WHAT THE EXERCISE ASKS: Rewrite all of the entries below, changing "one point on each instance" to "a single point per instance" and leaving everything else unchanged.

DATASET RECORDS:
____
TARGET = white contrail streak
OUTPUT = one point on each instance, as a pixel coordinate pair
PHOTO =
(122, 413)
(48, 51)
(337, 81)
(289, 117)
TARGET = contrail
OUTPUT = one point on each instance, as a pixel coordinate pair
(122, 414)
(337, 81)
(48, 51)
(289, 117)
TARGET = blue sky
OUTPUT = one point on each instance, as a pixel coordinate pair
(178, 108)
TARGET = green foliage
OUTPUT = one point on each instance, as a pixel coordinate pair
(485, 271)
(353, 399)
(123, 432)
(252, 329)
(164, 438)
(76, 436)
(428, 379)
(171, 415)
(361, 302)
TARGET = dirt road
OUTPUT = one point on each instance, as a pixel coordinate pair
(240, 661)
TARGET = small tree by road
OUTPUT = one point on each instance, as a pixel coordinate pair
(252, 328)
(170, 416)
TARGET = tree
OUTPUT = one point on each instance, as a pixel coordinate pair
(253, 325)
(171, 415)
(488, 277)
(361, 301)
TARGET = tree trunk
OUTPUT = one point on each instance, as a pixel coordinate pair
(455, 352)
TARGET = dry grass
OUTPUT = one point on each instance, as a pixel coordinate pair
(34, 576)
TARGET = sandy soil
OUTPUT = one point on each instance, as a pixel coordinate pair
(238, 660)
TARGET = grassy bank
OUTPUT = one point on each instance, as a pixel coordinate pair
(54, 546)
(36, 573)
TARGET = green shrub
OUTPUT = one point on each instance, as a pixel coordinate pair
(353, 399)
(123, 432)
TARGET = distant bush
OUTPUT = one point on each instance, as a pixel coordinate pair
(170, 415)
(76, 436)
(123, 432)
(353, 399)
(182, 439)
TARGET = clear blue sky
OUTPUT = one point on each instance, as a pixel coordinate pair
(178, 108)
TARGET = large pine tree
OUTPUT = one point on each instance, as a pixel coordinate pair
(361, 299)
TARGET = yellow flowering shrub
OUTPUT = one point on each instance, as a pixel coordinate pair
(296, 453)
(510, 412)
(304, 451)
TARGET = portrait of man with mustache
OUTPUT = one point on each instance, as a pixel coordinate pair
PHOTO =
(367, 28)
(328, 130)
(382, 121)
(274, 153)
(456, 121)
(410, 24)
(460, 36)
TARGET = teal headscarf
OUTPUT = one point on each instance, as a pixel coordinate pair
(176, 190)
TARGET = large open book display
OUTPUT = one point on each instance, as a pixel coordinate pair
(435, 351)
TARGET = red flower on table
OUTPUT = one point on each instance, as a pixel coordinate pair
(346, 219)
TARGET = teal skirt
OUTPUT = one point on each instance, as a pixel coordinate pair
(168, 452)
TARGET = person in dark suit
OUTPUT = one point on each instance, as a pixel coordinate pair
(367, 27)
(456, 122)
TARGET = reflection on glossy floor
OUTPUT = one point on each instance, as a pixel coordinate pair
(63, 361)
____
EXERCISE SOLUTION:
TARGET = white contrail streak
OUTPUT = a single point per instance, as a pixel coordinate pair
PHOTO =
(122, 413)
(48, 51)
(337, 81)
(289, 117)
TARGET = contrail
OUTPUT = a single point per instance, as a pixel coordinate pair
(122, 414)
(337, 81)
(48, 51)
(289, 117)
TARGET = blue sky
OUTPUT = a single point per instance, as a pixel coordinate pair
(178, 108)
TARGET = green foliage
OUTPUT = a single point per instance, as a pixel coordinate pair
(485, 271)
(353, 399)
(123, 432)
(252, 329)
(164, 438)
(76, 436)
(428, 379)
(171, 415)
(361, 302)
TARGET = dirt road
OUTPUT = a single point per instance, as a pixel coordinate pair
(240, 661)
TARGET = small tree by road
OUTPUT = a single point per instance, as a pixel coordinate pair
(252, 328)
(170, 416)
TARGET = tree
OUTPUT = a single point per instance, as a pixel coordinate pair
(253, 325)
(171, 415)
(488, 277)
(361, 301)
TARGET = tree trunk
OUTPUT = a single point per instance, as a pixel coordinate pair
(455, 352)
TARGET = dry grass
OUTPUT = a single point per instance, as a pixel coordinate pair
(34, 576)
TARGET = sandy soil
OUTPUT = a single point per instance, as a pixel coordinate pair
(238, 660)
TARGET = grassy bank
OUTPUT = a single point per instance, as a pixel coordinate pair
(54, 546)
(36, 573)
TARGET = green shrub
OUTPUT = a single point per instance, as a pixel coordinate pair
(353, 399)
(123, 432)
TARGET = distant bush
OUTPUT = a single point per instance, as a pixel coordinate pair
(170, 415)
(76, 436)
(123, 432)
(353, 399)
(182, 439)
TARGET = clear blue sky
OUTPUT = a single point per instance, as a pixel coordinate pair
(178, 108)
TARGET = large pine tree
OUTPUT = a single point per instance, as a pixel coordinate pair
(361, 299)
TARGET = yellow flowering shrub
OUTPUT = a single point per instance, as a pixel coordinate pair
(296, 453)
(510, 412)
(304, 451)
TARGET = portrait of man with mustache
OUTPUT = a single point per instance, as a pixel coordinate pair
PHOTO =
(367, 28)
(328, 130)
(382, 121)
(274, 153)
(456, 121)
(410, 24)
(460, 36)
TARGET = teal headscarf
OUTPUT = a single point per instance, as a pixel coordinate pair
(176, 190)
TARGET = large open book display
OUTPUT = a single point per instance, as a pixel coordinate pair
(435, 351)
TARGET = red flower on table
OUTPUT = a single point per instance, as a pixel coordinate pair
(346, 219)
TARGET = teal skirt
OUTPUT = a single point per instance, as a pixel coordinate pair
(168, 452)
TARGET = person in dark suit
OUTPUT = a single point per instance, as a pixel coordinate pair
(367, 27)
(456, 122)
TARGET = reflection on glossy floor
OUTPUT = a single point per instance, as a pixel coordinate pair
(63, 361)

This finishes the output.